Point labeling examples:

** BEGIN **

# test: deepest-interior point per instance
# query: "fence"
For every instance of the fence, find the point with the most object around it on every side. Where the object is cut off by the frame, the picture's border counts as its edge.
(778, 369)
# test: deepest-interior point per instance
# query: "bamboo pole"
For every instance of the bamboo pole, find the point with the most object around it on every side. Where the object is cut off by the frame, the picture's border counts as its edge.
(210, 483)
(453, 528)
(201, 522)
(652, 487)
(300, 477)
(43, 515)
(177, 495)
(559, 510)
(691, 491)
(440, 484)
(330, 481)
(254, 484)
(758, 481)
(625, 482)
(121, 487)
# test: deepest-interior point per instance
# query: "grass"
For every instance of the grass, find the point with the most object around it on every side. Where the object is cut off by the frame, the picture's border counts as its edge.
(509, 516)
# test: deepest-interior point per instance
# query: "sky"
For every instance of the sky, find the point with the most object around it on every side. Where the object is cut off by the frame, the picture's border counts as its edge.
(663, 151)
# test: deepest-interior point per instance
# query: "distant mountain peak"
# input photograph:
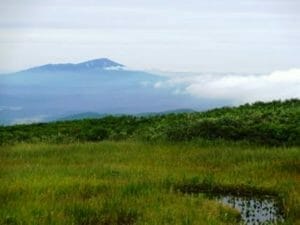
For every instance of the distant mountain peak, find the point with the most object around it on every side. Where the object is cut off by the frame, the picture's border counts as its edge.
(95, 64)
(100, 63)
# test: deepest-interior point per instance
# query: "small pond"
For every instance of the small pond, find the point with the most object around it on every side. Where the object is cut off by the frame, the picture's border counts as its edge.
(254, 210)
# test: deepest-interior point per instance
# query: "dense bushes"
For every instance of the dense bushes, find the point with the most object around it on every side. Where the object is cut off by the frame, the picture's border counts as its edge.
(273, 123)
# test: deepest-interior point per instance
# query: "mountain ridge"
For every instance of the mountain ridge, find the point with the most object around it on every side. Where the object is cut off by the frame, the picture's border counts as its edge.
(94, 64)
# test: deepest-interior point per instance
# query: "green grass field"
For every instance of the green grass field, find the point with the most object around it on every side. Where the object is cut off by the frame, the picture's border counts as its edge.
(132, 182)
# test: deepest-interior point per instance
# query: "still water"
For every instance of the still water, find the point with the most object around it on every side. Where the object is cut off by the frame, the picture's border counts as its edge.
(254, 211)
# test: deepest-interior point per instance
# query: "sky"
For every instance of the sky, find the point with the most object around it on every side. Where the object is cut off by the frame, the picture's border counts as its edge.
(249, 36)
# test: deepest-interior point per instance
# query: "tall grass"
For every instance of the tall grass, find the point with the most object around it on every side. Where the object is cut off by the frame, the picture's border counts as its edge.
(135, 183)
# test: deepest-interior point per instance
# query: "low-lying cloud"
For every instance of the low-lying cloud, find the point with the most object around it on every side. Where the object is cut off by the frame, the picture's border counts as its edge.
(238, 88)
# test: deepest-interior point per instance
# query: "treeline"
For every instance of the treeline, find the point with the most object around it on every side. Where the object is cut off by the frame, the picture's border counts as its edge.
(272, 123)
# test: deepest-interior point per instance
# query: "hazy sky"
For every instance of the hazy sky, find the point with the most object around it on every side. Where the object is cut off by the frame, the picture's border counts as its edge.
(175, 35)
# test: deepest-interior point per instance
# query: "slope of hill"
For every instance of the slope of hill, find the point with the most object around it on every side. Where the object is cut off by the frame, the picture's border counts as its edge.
(273, 123)
(42, 93)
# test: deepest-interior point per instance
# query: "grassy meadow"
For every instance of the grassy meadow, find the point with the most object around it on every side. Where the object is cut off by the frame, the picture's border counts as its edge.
(133, 182)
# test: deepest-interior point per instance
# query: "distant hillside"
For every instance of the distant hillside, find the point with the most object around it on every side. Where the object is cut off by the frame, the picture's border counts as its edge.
(80, 116)
(96, 64)
(44, 93)
(272, 123)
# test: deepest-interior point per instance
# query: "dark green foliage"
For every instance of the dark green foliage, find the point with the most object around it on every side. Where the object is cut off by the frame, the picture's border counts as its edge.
(273, 123)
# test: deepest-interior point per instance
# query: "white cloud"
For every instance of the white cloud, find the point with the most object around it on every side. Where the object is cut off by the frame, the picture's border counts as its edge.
(239, 88)
(10, 108)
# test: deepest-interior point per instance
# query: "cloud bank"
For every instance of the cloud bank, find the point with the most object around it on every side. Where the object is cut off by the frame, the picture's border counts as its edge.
(237, 88)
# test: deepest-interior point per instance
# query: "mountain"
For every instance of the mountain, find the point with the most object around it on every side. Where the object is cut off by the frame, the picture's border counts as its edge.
(96, 64)
(47, 92)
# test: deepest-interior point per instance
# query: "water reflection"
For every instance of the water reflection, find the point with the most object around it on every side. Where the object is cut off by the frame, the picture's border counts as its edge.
(255, 211)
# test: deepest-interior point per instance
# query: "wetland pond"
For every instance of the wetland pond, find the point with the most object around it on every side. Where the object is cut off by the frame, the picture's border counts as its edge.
(254, 210)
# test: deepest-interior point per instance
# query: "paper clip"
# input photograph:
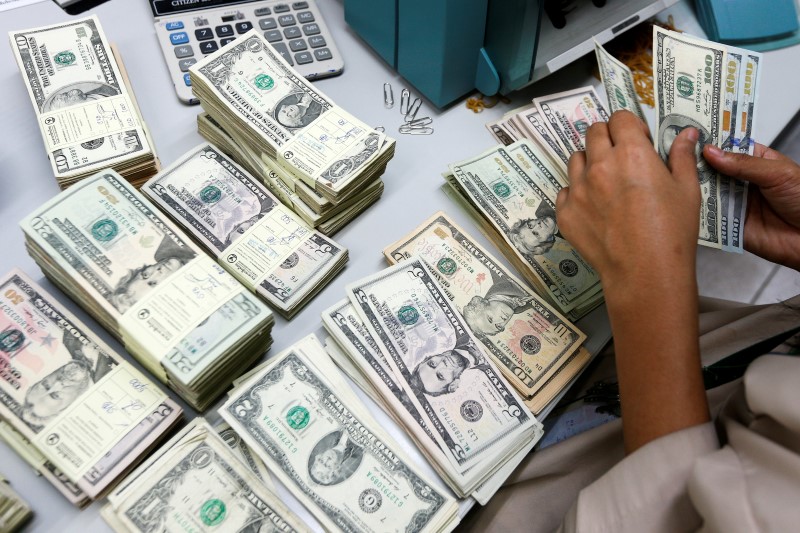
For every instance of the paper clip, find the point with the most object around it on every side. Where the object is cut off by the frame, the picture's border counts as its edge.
(388, 96)
(419, 122)
(412, 109)
(405, 98)
(408, 130)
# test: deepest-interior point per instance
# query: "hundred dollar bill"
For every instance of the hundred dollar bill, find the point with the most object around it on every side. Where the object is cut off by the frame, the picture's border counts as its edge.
(618, 81)
(688, 92)
(288, 117)
(176, 310)
(569, 114)
(253, 235)
(528, 339)
(199, 485)
(329, 452)
(86, 113)
(748, 82)
(506, 197)
(468, 405)
(89, 413)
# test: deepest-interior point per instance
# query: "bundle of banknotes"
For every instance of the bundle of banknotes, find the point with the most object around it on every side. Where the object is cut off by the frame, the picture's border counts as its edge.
(402, 339)
(14, 511)
(184, 317)
(255, 237)
(79, 413)
(83, 101)
(714, 88)
(536, 348)
(299, 414)
(706, 85)
(283, 130)
(511, 193)
(199, 482)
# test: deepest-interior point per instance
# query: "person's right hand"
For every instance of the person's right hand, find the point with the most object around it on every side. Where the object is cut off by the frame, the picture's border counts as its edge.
(772, 227)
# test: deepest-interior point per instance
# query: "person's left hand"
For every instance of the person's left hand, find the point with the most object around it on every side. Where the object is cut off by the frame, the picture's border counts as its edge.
(632, 218)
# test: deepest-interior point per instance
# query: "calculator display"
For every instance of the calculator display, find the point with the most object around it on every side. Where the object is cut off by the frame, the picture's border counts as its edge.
(172, 7)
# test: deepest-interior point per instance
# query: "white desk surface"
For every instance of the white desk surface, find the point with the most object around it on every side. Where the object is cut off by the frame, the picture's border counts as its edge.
(413, 178)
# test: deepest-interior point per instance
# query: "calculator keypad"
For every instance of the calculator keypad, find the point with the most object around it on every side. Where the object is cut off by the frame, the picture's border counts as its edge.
(294, 29)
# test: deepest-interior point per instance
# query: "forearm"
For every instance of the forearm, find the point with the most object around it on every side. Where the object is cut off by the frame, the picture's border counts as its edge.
(655, 323)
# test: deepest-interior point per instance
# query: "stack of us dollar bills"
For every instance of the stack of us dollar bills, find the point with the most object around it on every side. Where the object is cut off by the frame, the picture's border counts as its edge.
(706, 85)
(536, 348)
(202, 480)
(79, 413)
(400, 336)
(511, 193)
(316, 436)
(83, 101)
(259, 240)
(714, 88)
(14, 511)
(184, 317)
(283, 130)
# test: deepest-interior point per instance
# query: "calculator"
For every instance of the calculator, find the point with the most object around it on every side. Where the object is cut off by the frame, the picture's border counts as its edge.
(188, 30)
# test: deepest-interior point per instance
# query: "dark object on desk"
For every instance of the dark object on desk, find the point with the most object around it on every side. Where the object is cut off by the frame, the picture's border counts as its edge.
(749, 24)
(73, 7)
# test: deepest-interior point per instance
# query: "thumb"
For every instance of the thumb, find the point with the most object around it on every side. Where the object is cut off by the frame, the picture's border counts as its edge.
(761, 171)
(682, 158)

** END **

YOUR OBJECTIVE: List every line of the listing above that contains the string "bamboo", matching case exactly.

SOLUTION:
# query: "bamboo pole"
For every instance of the bamboo pole, find the point with the most object around it on every side. Where the object is cut off by the frame, the picture's border counts as its edge.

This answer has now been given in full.